| WHAT IS BEING ASKED |
Determine how many lines of the listing contain the word "cliff". The reply is that number alone.

| RECORDED DATA |

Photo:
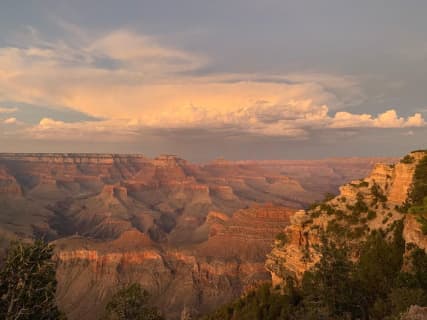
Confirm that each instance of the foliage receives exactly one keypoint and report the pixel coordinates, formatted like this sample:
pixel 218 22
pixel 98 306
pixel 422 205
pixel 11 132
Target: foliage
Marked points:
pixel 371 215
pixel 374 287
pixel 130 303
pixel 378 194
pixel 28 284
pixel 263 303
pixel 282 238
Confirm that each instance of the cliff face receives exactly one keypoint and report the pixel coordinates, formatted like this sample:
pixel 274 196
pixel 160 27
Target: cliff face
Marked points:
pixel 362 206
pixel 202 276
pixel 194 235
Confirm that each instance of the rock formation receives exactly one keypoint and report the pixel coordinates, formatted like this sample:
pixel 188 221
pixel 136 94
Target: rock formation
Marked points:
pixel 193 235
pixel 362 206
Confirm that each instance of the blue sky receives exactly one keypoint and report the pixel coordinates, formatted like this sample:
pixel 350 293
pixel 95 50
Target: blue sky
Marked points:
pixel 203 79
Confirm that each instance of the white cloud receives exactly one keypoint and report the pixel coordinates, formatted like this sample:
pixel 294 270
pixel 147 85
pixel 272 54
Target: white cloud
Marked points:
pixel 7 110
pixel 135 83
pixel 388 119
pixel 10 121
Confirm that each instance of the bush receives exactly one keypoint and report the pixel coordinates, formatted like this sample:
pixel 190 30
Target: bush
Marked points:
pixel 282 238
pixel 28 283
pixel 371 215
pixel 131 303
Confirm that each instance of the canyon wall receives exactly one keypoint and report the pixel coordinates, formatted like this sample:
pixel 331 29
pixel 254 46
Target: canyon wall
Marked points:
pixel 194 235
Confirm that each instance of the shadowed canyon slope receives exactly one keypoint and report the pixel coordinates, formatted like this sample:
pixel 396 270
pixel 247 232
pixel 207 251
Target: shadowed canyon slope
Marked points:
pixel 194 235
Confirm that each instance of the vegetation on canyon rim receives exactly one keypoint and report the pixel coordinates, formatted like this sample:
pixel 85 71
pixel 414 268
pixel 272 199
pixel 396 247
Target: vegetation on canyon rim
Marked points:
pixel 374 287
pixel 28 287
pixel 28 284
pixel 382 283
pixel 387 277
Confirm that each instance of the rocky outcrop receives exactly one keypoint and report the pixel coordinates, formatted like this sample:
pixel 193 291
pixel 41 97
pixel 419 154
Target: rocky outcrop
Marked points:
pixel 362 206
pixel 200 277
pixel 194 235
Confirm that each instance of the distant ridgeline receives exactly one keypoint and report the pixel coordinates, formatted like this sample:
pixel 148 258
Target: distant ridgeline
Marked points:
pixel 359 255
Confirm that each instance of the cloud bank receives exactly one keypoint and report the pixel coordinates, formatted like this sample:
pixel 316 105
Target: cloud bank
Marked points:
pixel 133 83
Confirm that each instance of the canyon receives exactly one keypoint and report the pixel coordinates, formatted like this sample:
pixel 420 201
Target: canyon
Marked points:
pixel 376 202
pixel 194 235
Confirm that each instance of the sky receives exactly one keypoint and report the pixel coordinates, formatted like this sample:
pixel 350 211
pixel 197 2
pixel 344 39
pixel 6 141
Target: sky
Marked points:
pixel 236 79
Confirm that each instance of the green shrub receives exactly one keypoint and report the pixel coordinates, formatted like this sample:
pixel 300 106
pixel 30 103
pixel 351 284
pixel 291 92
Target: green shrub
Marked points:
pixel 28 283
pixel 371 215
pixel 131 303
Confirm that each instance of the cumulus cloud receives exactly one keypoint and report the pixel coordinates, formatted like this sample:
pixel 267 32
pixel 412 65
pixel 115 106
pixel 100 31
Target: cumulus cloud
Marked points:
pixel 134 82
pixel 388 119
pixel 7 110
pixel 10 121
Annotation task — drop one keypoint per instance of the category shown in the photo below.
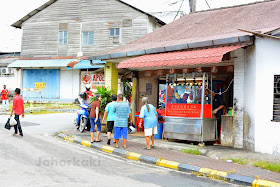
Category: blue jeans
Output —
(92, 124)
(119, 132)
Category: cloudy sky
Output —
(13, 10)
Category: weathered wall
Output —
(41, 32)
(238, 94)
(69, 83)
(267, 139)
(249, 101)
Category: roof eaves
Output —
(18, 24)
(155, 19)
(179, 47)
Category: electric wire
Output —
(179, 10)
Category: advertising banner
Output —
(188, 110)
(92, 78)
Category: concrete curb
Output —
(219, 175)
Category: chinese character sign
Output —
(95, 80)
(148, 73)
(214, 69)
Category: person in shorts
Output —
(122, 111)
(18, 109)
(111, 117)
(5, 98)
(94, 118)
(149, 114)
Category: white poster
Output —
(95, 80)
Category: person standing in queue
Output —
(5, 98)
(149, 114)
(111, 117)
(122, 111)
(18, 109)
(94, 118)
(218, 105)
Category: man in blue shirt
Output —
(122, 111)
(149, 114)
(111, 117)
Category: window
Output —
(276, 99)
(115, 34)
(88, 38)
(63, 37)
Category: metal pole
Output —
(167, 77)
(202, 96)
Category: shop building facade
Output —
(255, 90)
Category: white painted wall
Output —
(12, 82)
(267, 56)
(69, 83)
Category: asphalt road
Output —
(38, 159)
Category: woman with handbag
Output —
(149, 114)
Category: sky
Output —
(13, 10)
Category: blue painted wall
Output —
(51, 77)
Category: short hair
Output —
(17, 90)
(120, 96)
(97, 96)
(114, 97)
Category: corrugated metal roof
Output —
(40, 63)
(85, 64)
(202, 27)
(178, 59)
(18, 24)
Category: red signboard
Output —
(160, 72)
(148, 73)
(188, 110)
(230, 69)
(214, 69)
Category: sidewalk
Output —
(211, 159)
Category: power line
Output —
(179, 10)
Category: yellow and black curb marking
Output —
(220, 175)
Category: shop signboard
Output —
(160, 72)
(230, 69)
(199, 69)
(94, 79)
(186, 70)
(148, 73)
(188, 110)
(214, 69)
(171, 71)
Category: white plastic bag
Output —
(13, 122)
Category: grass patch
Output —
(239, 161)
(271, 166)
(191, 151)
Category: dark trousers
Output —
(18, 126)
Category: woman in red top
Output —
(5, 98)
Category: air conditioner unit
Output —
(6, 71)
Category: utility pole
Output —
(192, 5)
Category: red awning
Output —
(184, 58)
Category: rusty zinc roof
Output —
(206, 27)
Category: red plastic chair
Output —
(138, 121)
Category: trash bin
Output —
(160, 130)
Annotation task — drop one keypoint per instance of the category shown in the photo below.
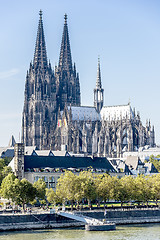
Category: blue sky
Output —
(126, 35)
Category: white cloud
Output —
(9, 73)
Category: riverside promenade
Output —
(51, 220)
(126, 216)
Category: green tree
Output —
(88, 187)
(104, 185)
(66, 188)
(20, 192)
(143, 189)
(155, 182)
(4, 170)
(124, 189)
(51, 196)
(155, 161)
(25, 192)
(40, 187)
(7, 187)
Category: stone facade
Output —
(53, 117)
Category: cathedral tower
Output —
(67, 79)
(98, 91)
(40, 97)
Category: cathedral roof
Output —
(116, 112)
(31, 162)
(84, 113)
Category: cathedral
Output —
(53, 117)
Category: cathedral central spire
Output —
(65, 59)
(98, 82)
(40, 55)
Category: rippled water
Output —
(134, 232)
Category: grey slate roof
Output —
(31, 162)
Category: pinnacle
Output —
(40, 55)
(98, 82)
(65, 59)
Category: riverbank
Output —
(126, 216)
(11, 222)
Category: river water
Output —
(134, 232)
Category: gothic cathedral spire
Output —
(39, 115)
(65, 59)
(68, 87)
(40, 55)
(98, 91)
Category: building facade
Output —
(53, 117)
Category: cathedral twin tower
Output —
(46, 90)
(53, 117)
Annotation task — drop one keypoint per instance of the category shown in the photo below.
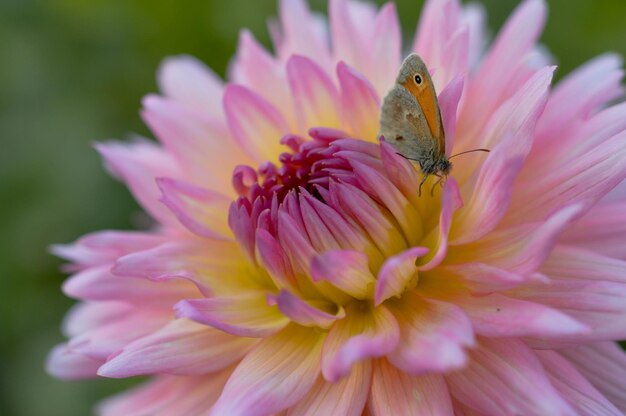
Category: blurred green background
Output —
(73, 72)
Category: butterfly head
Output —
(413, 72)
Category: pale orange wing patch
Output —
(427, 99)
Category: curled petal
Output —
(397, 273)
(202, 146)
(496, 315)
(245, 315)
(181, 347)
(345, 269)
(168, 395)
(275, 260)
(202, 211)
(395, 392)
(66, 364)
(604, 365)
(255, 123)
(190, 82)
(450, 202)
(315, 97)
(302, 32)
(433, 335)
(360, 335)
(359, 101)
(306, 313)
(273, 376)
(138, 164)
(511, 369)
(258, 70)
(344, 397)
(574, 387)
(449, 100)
...
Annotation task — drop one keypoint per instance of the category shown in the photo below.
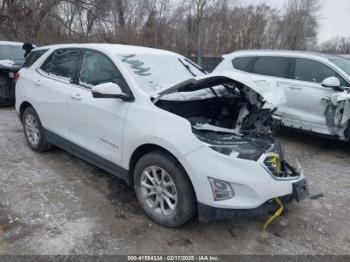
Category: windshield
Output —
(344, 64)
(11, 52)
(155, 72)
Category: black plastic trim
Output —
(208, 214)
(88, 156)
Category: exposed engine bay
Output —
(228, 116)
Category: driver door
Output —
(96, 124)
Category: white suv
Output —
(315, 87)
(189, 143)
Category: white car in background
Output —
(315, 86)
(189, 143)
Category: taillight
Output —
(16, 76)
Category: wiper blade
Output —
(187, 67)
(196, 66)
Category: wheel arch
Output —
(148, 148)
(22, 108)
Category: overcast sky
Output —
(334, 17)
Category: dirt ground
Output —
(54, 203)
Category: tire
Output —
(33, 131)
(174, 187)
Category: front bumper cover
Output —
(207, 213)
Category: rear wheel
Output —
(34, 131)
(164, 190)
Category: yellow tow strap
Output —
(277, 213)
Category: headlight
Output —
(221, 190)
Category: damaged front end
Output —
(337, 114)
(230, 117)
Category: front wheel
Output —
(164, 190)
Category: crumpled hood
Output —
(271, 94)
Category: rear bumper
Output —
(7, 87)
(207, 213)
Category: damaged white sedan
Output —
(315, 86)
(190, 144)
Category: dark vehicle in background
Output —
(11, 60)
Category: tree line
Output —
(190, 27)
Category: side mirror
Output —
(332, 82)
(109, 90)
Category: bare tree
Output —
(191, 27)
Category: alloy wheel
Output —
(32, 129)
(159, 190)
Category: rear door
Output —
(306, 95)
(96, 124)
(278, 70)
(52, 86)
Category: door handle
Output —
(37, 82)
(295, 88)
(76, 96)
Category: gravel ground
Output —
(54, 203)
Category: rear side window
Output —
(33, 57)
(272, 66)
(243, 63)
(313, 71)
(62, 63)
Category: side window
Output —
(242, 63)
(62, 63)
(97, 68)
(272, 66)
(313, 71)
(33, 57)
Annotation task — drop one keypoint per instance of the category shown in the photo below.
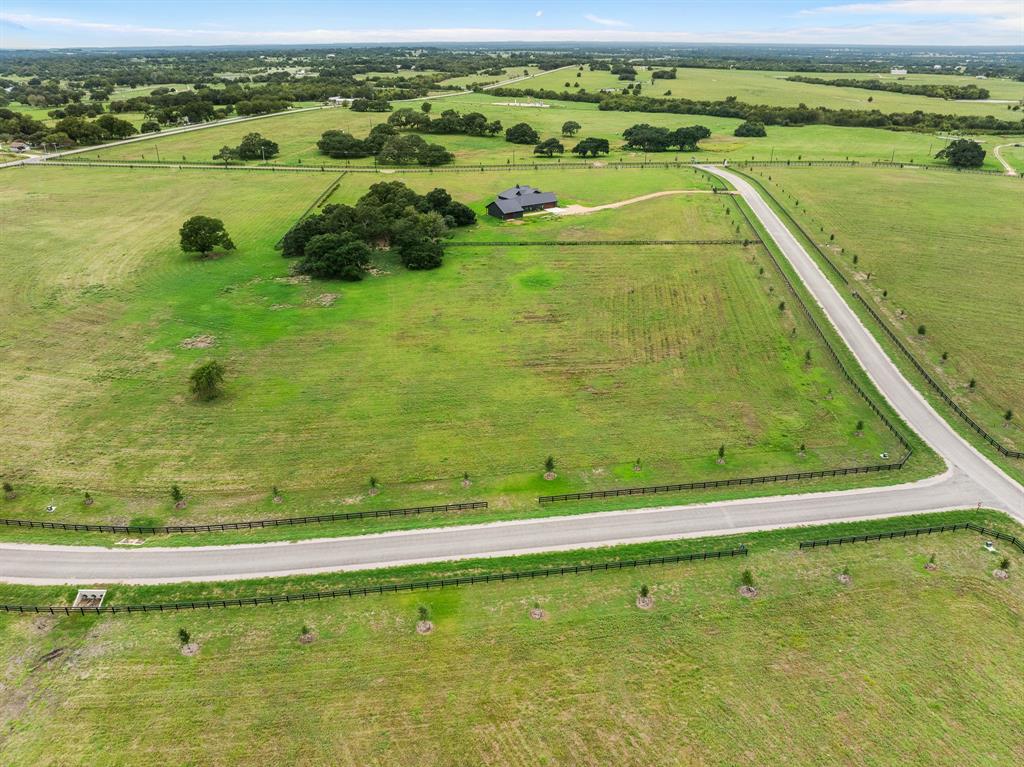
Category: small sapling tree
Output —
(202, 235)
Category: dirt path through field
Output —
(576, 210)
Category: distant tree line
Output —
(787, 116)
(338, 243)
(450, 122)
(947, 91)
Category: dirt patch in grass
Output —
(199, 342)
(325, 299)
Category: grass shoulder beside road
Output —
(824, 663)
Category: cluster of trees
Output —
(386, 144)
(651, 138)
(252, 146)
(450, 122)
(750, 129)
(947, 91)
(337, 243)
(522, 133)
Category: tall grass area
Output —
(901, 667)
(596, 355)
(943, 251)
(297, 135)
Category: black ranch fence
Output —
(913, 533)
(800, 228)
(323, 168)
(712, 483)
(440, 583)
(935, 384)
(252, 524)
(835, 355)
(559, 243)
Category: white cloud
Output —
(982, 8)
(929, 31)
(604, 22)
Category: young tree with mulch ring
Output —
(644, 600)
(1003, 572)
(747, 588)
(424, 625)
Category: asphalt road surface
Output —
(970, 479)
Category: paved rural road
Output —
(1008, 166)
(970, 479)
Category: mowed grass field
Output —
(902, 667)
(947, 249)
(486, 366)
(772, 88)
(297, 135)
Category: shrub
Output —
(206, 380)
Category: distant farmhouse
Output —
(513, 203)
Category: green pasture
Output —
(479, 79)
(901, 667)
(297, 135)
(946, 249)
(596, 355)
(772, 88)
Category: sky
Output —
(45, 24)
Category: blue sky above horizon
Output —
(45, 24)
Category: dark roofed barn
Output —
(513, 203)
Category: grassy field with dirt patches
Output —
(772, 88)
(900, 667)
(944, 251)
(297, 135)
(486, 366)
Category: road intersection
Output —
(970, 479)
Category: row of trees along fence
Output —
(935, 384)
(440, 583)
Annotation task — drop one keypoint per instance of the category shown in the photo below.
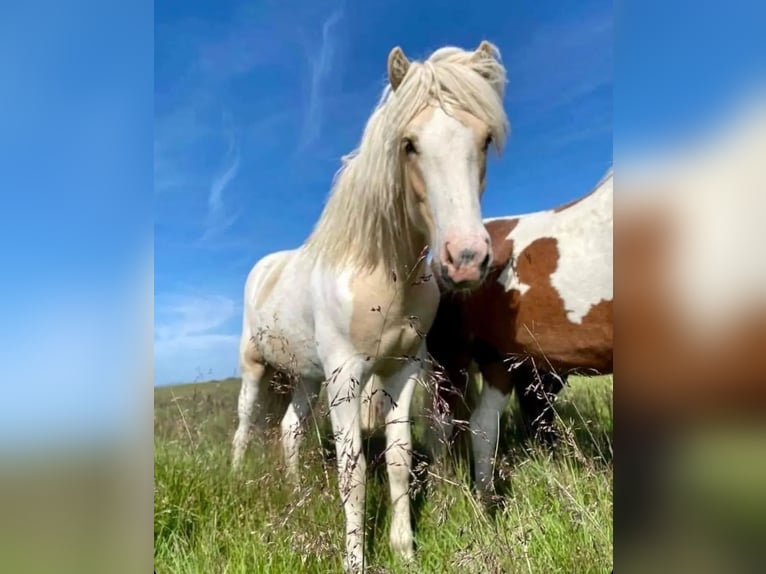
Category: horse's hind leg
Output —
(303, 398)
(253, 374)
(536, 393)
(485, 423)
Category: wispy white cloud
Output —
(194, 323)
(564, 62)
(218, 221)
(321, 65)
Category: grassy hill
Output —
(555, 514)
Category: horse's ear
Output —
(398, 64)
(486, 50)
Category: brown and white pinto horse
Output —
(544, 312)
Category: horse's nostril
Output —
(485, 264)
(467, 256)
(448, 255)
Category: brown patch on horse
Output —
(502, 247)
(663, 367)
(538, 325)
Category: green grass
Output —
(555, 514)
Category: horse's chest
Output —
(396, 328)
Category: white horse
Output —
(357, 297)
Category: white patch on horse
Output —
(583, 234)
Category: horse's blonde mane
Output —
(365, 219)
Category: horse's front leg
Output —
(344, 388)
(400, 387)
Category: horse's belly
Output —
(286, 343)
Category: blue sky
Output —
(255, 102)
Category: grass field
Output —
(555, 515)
...
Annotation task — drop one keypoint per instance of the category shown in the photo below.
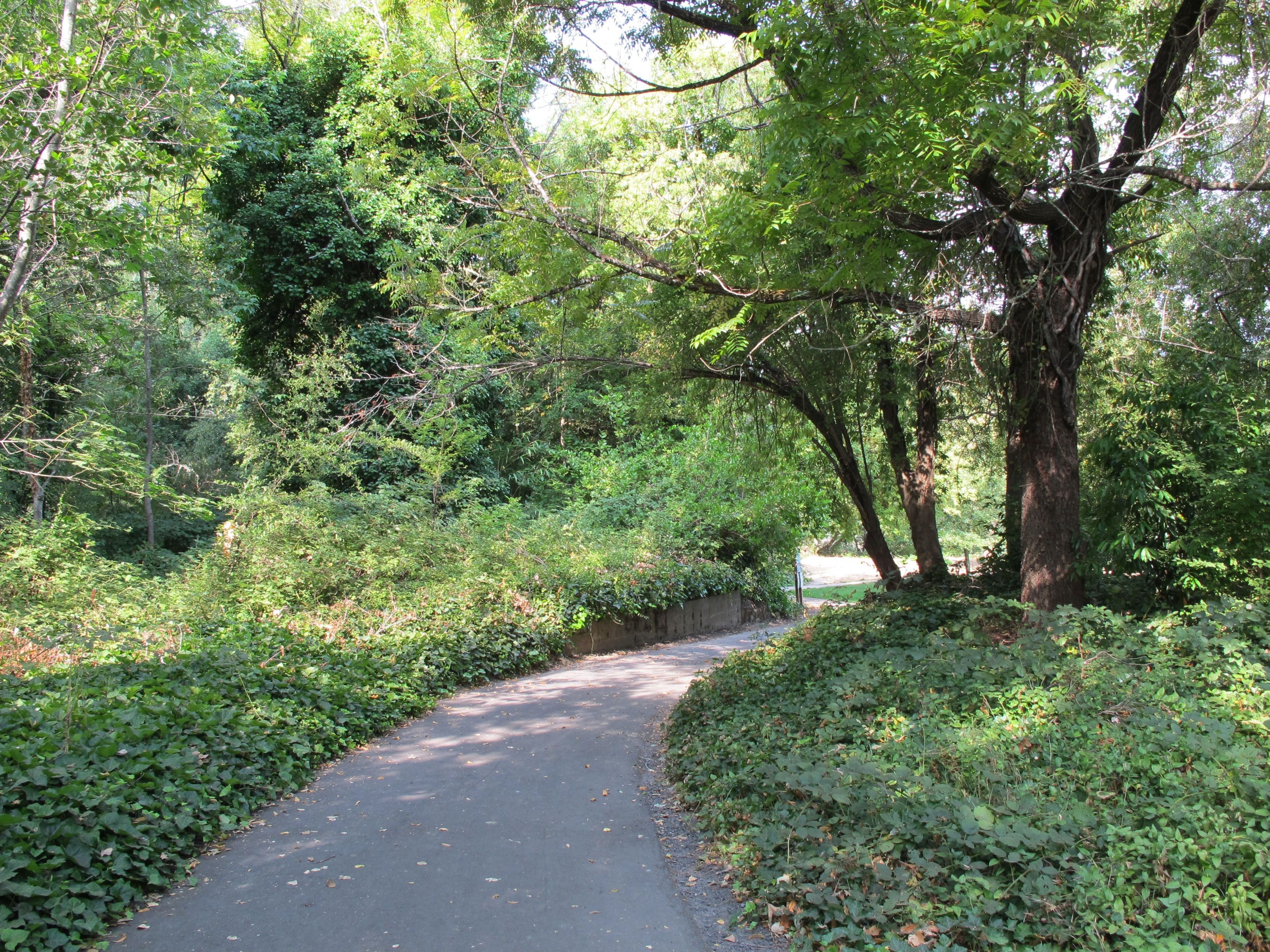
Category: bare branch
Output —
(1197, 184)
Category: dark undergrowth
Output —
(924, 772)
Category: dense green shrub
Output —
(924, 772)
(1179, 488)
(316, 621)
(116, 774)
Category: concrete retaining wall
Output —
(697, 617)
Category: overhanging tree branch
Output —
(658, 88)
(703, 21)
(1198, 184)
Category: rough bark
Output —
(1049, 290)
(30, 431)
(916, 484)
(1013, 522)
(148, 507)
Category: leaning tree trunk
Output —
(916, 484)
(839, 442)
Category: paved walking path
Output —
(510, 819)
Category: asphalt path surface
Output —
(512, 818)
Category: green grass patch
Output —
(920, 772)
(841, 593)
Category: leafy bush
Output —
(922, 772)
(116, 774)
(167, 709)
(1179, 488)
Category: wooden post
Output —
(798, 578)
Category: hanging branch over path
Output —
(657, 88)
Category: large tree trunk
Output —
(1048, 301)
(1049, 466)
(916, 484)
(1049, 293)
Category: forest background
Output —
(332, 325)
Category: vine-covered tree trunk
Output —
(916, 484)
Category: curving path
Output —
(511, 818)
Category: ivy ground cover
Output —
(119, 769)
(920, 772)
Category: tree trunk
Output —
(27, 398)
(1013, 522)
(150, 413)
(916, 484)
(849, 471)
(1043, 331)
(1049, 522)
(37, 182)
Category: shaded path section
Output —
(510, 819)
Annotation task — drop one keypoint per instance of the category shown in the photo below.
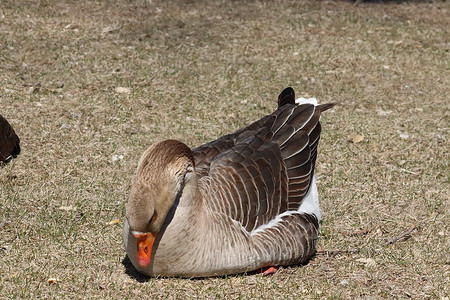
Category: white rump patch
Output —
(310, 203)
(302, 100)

| RESPONSE |
2